# How big is big enough for a hive?



## Runners (Nov 6, 2003)

I'm asking this for my bee-keepers in the family.

We have 4 hives, all four have 2 deeps and 1 super installed. One of the hives swarmed, but we got 'em back and their going great guns in a formerly queenless hive.

This is May.... The nectar is flowing, and we have 10 acres of clover - alfalfa - buckwheat just starting to sprout. When this stuff comes into bloom, I'm guessing they're gonna be filling up supers like crazy, right?

What would be a good number of extra supers per hive to have on-hand? I was thinking/planning 2 more per hive, and at least one extra hive for swarms, or as a bare minimum a nuc?


Another question...
Summer is just around the corner, and it's already kinda dry. We've noticed bees in places where water is, but it's several hundred yards from the hives - this is on hot days (+85f). Can someone recommend some kind of water fountian or watering station that's minimal maintenance for bee keeping? By coincidence, I'm running an underground water line about 100' past the hives, so I could easily tap into it for a little do-dad-watering-thing.


----------



## WayneH (Apr 29, 2005)

I'm not sure about your extra super question. You could set yourself up with two supers each and then extract honey from the full ones if you need a third.

For a watering system, you don't need anything spectacular. A lot of people like to have tubs with wood or something floating in it. I don't like that partly because you still end up drowning a few bees, but mostly because standing water around here draws mosquitoes. 

What's worked best for me is a drip system. All you need to do is place a cement block under a slowly dripping faucet.

Wayne



Runners said:


> I'm asking this for my bee-keepers in the family.
> 
> We have 4 hives, all four have 2 deeps and 1 super installed. One of the hives swarmed, but we got 'em back and their going great guns in a formerly queenless hive.
> 
> ...


----------



## Runners (Nov 6, 2003)

A cement block as in a cinder block? I suppose all those little crevices would be just about right to a bee to land, dip into a little divit, get a load and fly off?

(yeah, I probably would have wound up engineering something spetacular that would have attracted every possum, ****, bear and butterfly - and the bees would have hated it.)

Just had a thought...
How about a little bit of that drip irrigation tube, a foot or so long, just leave it hanging on the faucet?


----------



## beeman97 (Jul 13, 2003)

If your supers are drawn & your hives are at good strength, then 3 to 4 supers is not to many to have on hand for filling, if the supers have to be drawn 1st, then 2 to 3 is more in hand for the task. it all depends on each hives strength of course. as far as a water source i have never watered my bee's in the 15 yrs ive kept them & never even thought about it. bee's will travel up to 3 miles for what they need & there is usually no problem with them finding water with in that distance.
Here in n.c. there is always a good dew on the ground in the morning during the summer even in the dryer times of the summer. Personally i wouldnt worry about the water thing.
Good Luck
Rick






Runners said:


> I'm asking this for my bee-keepers in the family.
> 
> We have 4 hives, all four have 2 deeps and 1 super installed. One of the hives swarmed, but we got 'em back and their going great guns in a formerly queenless hive.
> 
> ...


----------

────────────────────

» **To-do list**
a - For each statement, say yes or no according to the beekeeping thread and quote the words from it that settle the matter: (i) each of the four hives has two deeps and one super installed; (ii) WayneH finds tubs with floating wood the best way to water bees; (iii) beeman97 has watered bees throughout 15 years of keeping them.
b - Quote the beekeeping thread between "Another question..." and "a little do-dad-watering-thing.", inclusive.
The rows play no role here.

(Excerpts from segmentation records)
────────────────────

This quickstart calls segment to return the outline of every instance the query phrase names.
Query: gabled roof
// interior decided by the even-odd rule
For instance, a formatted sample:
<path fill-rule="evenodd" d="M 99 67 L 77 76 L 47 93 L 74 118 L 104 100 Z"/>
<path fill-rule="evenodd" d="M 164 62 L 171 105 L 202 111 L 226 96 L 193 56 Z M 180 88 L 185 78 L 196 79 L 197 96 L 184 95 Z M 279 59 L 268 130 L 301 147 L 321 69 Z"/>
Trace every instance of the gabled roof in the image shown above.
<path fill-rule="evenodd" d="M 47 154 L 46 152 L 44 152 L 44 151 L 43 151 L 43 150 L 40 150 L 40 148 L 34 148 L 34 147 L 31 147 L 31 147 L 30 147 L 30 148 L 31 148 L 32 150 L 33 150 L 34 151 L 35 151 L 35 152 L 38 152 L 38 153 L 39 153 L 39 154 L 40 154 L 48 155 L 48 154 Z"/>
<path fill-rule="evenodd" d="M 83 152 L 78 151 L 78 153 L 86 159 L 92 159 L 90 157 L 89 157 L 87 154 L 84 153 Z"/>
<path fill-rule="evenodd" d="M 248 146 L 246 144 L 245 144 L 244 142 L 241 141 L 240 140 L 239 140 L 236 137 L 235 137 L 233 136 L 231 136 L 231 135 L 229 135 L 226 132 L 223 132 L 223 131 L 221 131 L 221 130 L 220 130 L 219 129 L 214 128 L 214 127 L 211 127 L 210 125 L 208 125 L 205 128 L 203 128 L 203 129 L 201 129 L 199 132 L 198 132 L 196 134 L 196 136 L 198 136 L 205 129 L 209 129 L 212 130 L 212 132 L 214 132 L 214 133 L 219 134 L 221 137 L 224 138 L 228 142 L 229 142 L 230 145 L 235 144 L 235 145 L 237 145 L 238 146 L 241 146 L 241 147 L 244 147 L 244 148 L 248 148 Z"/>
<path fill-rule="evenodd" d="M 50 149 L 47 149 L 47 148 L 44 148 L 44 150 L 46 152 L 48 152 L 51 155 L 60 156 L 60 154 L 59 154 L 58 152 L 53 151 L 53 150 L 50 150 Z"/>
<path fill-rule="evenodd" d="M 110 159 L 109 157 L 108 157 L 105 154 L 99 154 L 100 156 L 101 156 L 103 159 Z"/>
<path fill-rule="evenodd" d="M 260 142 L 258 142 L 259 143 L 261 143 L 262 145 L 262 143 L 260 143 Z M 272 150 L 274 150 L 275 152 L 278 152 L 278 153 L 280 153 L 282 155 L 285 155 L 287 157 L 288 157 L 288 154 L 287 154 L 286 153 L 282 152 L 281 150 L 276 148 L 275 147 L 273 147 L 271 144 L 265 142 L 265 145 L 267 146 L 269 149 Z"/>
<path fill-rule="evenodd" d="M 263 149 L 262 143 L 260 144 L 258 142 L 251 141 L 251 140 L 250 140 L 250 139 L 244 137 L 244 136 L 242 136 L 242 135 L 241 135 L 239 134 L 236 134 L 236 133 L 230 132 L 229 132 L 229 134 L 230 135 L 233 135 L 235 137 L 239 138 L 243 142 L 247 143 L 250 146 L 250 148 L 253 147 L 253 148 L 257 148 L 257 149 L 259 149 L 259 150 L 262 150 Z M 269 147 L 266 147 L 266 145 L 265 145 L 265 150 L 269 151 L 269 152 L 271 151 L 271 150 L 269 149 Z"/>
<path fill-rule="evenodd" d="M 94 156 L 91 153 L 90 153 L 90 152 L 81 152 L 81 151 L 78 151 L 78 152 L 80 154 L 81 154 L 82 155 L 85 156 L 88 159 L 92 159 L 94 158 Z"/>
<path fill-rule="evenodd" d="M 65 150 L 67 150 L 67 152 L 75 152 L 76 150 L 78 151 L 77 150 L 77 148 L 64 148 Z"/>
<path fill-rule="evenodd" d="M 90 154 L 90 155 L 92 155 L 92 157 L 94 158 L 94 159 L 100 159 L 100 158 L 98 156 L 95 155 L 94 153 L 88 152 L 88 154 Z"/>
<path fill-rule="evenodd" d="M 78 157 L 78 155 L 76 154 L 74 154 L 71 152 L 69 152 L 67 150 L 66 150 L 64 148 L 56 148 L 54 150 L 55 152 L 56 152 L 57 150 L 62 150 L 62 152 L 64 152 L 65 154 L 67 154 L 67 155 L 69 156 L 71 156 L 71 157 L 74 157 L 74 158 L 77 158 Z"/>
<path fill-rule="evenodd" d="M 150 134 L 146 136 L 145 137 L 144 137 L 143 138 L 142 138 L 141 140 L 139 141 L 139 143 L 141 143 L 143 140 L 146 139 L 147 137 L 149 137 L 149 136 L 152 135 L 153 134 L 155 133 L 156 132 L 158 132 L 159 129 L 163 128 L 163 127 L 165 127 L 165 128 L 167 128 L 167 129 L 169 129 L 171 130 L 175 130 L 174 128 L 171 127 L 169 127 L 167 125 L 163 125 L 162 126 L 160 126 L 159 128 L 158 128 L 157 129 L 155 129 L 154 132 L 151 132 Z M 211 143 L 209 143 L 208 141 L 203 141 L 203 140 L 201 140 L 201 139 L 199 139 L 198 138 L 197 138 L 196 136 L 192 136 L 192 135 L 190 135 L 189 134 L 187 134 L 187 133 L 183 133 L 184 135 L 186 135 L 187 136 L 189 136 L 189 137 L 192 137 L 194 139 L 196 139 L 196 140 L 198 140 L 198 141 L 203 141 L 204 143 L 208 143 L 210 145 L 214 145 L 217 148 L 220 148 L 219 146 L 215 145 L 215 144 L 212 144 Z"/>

────────────────────

» **Responses to the tasks**
a -
(i) Yes: "We have 4 hives, all four have 2 deeps and 1 super installed."
(ii) No: "What's worked best for me is a drip system."
(iii) No: "i have never watered my bee's in the 15 yrs ive kept them"

b -
Another question...
Summer is just around the corner, and it's already kinda dry. We've noticed bees in places where water is, but it's several hundred yards from the hives - this is on hot days (+85f). Can someone recommend some kind of water fountian or watering station that's minimal maintenance for bee keeping? By coincidence, I'm running an underground water line about 100' past the hives, so I could easily tap into it for a little do-dad-watering-thing.